#### [Consigne 1]
Traduisez en anglais la phrase suivante, tirée du compte rendu de Jazz en Comminges : « Léogé a pris résolument le virage de l'électro. »

#### [Texte cité]
Jazz live
Publié le 25 Mai 2017

Jazz en Comminges. Big Band Garonne / Hiromi-Edmar Castaneda

 

Le coup d’envoi de cette quinzième édition a drainé au Parc des Expositions de Saint-Gaudens une foule copieuse. Composite aussi, ce qui laisse bien augurer de la suite : s’y côtoient jeunes et moins jeunes, attirés les uns et les autres par l’importance et la réputation croissantes de la manifestation. Parmi eux, nombre d’habitués, dont certains venus, comme chaque année, du Val d’Aran espagnol, tout proche. Pas vraiment un saut dans l’inconnu. Si l’affiche a de quoi séduire, c’est que Philippe Léogé aussi bien qu’Hiromi ont laissé ici des souvenirs prégnants. Le  premier s’est largement impliqué, les années précédentes, dans Jazz en Comminges, In et Off confondus. La seconde a marqué les esprits par sa virtuosité et l’énergie qui en fait une manière de phénomène unique.

Cette fois, les contextes sont, certes, différents. Le pianiste toulousain dirige, depuis ses claviers, une grande formation propre à servir son talent de compositeur et d’arrangeur. Retour à ses premières amours. Les anciens se souviennent qu’il dirigea longtemps avec succès le Big Band 31 dont Garonne est, en quelque manière, l’avatar. Non que le style en soit perpétué. Léogé a pris résolument le virage de l’électro. Il cultive les grooves ravageurs (Le Colosse du Rhodes), privilégie un son de masse, fait dialoguer les pupitres, use des riffs et des tutti, comme sut en son temps le faire un Count Basie.  Mais si demeure la référence très fugitive au jazz « classique » et aux standards, c’est surtout sous forme de clin d’œil. Ainsi du I’ve Got You Under My Skin, largement distancié, que détaille la chanteuse Frédérika.

Cette dernière prend du reste une part importante dans l’élaboration et l’interprétation d’un répertoire qui emprunte souvent à la pop, au funk et à la soul, voire explore une sorte de fusion qui s’apparente au « Troisième courant ». Ainsi de l’utilisation d’un matériau original, le répertoire des troubadours occitans, tout droit remonté du Moyen-âge à travers les siècles et auquel les arrangements du leader confèrent une novelle jeunesse.

[Enregistrements d'un jeu de données d'annotation par points]
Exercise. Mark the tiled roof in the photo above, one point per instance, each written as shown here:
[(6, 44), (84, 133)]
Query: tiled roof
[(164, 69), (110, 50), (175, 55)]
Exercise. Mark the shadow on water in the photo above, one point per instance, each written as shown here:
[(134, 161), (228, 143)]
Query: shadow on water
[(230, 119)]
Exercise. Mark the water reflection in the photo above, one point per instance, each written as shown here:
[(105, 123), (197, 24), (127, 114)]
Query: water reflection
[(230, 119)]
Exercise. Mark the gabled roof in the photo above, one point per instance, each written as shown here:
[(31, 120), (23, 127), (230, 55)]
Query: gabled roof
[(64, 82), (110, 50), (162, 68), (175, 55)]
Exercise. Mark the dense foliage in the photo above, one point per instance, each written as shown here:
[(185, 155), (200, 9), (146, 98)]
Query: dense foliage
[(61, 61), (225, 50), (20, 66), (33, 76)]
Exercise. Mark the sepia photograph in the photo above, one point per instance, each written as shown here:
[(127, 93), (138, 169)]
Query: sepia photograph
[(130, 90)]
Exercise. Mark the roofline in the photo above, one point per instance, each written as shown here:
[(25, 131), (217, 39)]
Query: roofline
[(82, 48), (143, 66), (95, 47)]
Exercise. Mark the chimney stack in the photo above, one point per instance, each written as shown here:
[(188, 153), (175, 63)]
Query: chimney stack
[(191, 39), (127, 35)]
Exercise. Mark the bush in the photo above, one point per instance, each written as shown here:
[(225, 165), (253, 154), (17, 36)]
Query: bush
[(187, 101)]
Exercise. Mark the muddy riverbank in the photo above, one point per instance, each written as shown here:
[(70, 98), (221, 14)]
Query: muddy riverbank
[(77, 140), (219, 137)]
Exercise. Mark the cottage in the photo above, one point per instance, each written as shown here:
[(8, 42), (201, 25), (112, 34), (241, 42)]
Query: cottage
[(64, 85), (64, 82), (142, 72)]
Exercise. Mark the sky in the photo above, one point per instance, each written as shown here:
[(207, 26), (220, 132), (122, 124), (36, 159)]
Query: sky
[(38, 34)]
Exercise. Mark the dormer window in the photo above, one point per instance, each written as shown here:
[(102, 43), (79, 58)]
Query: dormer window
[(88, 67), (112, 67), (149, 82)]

#### [Consigne 2]
Restituez sous forme de liste JSON de chaînes, à raison d'une chaîne par ligne et sans les lignes vides, tout le listing depuis la ligne contenant « Exercise. Mark the dormer » jusqu'à la fin.

#### [Corrigé 1]
Léogé has resolutely taken the turn toward electro.

#### [Corrigé 2]
[
  "Exercise. Mark the dormer window in the photo above, one point per instance, each written as shown here:",
  "[(102, 43), (79, 58)]",
  "Query: dormer window",
  "[(88, 67), (112, 67), (149, 82)]"
]